REQUIRED WORK: Only the run of lines from the one containing "Where can the neck" through the last line should be returned, exactly as written.

•••••

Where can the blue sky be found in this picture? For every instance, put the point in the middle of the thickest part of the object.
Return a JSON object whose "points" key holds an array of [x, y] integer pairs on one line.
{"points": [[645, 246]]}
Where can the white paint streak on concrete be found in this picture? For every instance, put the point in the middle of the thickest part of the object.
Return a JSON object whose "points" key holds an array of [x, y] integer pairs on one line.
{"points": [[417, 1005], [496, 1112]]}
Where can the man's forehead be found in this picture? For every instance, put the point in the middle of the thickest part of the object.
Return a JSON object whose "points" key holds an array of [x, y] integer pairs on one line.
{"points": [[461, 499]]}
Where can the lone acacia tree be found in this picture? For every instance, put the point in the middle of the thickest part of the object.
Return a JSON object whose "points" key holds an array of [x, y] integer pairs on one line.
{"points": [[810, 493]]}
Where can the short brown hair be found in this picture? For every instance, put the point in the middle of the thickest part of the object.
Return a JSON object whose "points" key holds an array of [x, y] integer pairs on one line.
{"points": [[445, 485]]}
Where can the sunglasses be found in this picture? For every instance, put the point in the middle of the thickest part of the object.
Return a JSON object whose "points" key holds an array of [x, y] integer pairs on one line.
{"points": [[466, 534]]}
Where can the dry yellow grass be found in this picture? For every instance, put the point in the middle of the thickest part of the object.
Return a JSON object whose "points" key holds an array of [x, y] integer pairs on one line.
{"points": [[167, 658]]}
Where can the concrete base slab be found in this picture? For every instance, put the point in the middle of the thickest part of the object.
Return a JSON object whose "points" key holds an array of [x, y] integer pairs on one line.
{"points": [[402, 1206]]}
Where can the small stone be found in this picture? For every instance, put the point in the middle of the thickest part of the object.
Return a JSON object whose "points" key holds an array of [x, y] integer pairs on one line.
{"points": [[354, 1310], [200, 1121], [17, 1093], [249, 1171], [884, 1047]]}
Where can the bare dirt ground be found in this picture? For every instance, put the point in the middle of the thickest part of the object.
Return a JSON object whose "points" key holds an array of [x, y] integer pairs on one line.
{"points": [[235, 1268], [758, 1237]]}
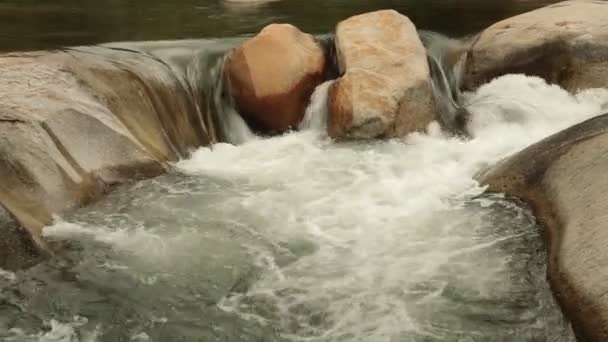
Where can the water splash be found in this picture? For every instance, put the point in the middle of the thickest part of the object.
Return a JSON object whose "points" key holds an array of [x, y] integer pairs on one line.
{"points": [[315, 117], [298, 238]]}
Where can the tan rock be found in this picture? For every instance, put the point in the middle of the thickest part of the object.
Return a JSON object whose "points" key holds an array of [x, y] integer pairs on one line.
{"points": [[565, 43], [272, 76], [564, 180], [73, 124], [385, 90]]}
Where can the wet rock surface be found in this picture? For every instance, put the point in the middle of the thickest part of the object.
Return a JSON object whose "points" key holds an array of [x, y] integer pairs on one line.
{"points": [[385, 89], [565, 43], [563, 179]]}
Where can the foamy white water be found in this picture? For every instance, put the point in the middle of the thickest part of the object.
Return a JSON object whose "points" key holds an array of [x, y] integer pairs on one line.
{"points": [[386, 216], [298, 238]]}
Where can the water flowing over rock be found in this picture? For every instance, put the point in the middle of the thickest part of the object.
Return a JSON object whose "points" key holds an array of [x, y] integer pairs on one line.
{"points": [[385, 89], [272, 76], [563, 179], [565, 43], [77, 121]]}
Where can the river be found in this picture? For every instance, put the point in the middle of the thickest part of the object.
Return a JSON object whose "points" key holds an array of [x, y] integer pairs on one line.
{"points": [[299, 238]]}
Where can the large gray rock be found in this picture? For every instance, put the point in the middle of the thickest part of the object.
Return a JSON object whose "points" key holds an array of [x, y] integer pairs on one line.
{"points": [[565, 43], [73, 123], [385, 89], [564, 180]]}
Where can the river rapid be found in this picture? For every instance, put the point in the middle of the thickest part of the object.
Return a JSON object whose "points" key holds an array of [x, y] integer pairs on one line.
{"points": [[299, 238]]}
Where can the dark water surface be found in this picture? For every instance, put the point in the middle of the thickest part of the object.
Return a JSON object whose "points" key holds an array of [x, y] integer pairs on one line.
{"points": [[36, 24]]}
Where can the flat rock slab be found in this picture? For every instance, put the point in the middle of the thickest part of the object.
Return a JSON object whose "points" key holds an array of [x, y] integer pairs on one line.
{"points": [[75, 122]]}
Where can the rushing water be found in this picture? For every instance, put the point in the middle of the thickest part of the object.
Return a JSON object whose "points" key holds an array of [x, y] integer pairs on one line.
{"points": [[36, 24], [298, 238]]}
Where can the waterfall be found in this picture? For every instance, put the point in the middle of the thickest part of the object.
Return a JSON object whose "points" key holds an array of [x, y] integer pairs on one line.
{"points": [[315, 117], [234, 128], [446, 58]]}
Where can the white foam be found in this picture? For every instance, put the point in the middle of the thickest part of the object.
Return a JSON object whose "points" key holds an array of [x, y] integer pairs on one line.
{"points": [[316, 113], [384, 215], [376, 209]]}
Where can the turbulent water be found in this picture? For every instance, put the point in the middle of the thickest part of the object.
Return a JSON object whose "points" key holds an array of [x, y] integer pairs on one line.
{"points": [[298, 238]]}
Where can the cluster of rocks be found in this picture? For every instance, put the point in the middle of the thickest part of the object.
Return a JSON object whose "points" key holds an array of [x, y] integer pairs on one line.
{"points": [[384, 88], [75, 122]]}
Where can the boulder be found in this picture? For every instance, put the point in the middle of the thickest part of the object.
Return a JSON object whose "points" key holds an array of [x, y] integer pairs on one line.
{"points": [[385, 89], [565, 43], [74, 123], [272, 76], [563, 178]]}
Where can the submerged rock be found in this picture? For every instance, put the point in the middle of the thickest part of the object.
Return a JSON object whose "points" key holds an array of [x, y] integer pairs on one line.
{"points": [[272, 76], [565, 43], [75, 122], [385, 89], [563, 179]]}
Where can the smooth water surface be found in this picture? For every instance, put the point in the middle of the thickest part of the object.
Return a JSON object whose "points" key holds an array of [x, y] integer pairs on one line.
{"points": [[297, 238], [37, 24]]}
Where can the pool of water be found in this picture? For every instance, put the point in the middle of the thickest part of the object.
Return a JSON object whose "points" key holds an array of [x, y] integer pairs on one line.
{"points": [[298, 238]]}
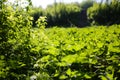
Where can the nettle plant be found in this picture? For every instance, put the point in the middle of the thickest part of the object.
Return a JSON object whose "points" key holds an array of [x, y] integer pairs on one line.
{"points": [[16, 56]]}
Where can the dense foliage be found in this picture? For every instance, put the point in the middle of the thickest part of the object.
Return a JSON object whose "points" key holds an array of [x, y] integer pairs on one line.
{"points": [[105, 13], [28, 53], [61, 14], [80, 54]]}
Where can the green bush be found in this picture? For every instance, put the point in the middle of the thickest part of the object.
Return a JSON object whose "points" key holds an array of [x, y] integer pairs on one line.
{"points": [[105, 14], [80, 54], [16, 48]]}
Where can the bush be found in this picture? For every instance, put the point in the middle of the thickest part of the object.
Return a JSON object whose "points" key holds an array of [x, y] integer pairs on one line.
{"points": [[105, 14]]}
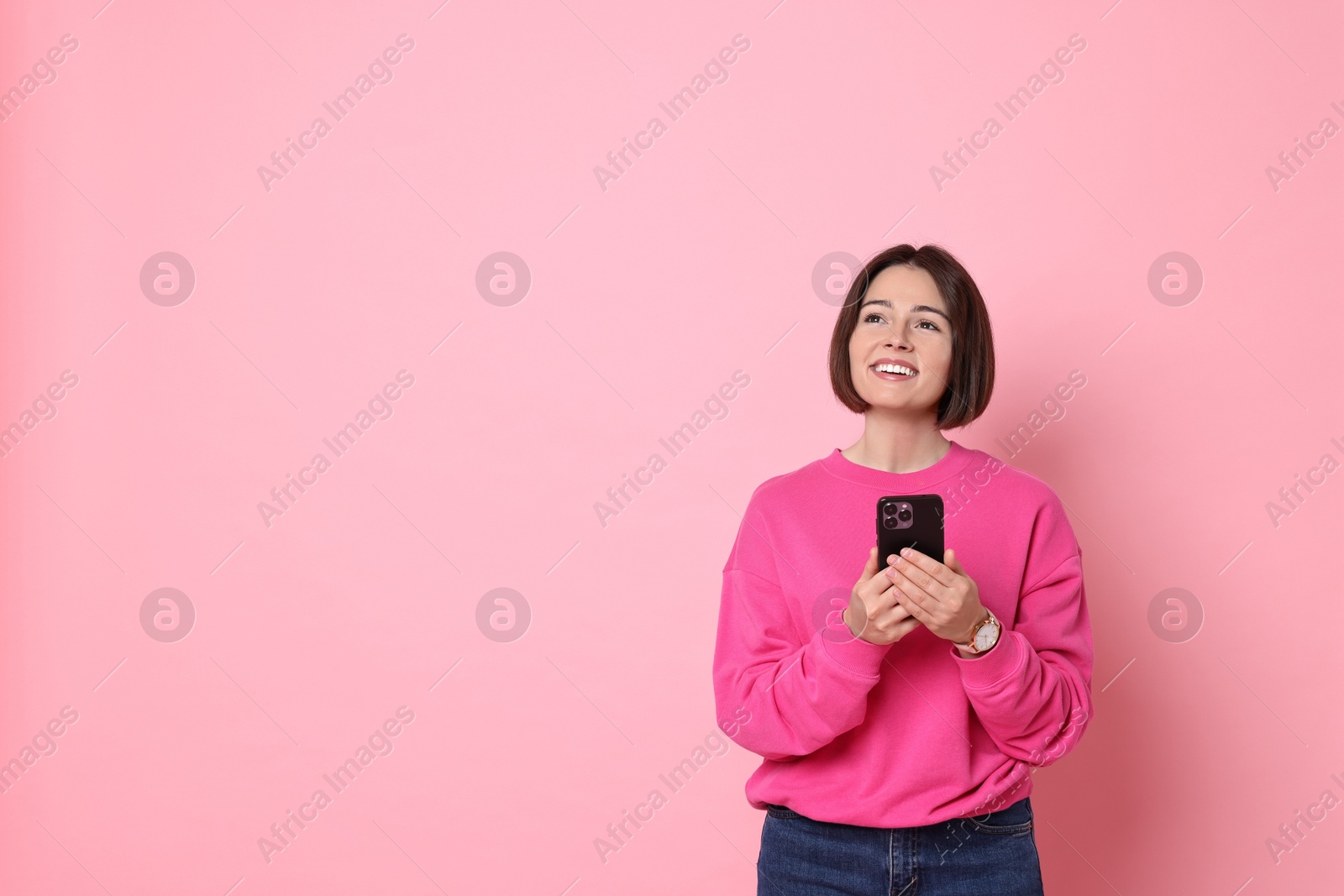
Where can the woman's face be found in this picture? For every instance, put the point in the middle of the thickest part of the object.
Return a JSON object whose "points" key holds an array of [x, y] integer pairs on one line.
{"points": [[902, 322]]}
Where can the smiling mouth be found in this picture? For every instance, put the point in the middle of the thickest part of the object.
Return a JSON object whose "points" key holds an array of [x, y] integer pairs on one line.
{"points": [[894, 372]]}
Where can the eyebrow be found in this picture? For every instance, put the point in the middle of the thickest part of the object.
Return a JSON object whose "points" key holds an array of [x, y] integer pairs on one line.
{"points": [[914, 309]]}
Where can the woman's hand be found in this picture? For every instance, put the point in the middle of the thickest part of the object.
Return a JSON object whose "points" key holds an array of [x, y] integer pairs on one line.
{"points": [[942, 597], [874, 613]]}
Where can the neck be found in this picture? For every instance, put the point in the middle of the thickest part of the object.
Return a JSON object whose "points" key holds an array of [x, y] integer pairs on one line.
{"points": [[897, 446]]}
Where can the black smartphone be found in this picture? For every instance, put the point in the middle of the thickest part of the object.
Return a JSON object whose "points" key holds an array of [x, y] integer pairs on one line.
{"points": [[909, 521]]}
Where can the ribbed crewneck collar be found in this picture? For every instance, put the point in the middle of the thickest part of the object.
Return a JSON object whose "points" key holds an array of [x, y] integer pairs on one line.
{"points": [[949, 465]]}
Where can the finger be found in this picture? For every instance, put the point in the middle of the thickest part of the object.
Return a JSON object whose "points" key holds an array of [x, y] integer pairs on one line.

•••••

FULL ANSWER:
Where can the neck be found in this picture? For every instance, put the point in the middle of the thickest part of the object.
Return a JSON object whose "points" key holds an array of [x, y] integer pairs on one line.
{"points": [[897, 446]]}
Where can the black smartphone be found in this picture? For every instance, put the point in the middle of the thickest part of the object.
Return a JSON object whose "points" key holds an array of [x, y] integer pairs on one line.
{"points": [[909, 521]]}
Where can the ribbed crewneck collar be found in this picture? For every instance, put the point in the middle of the thickest part of the object.
Return a JSON object whose "points" key holds an array of [x, y] integer pairs on one line.
{"points": [[949, 465]]}
Where can the finger be found in this picture? For every instance, put the point in the middle of the thickest part of the object.
Return a JSON object whose "points" key holds an array of [x, y] integer pairs on one line.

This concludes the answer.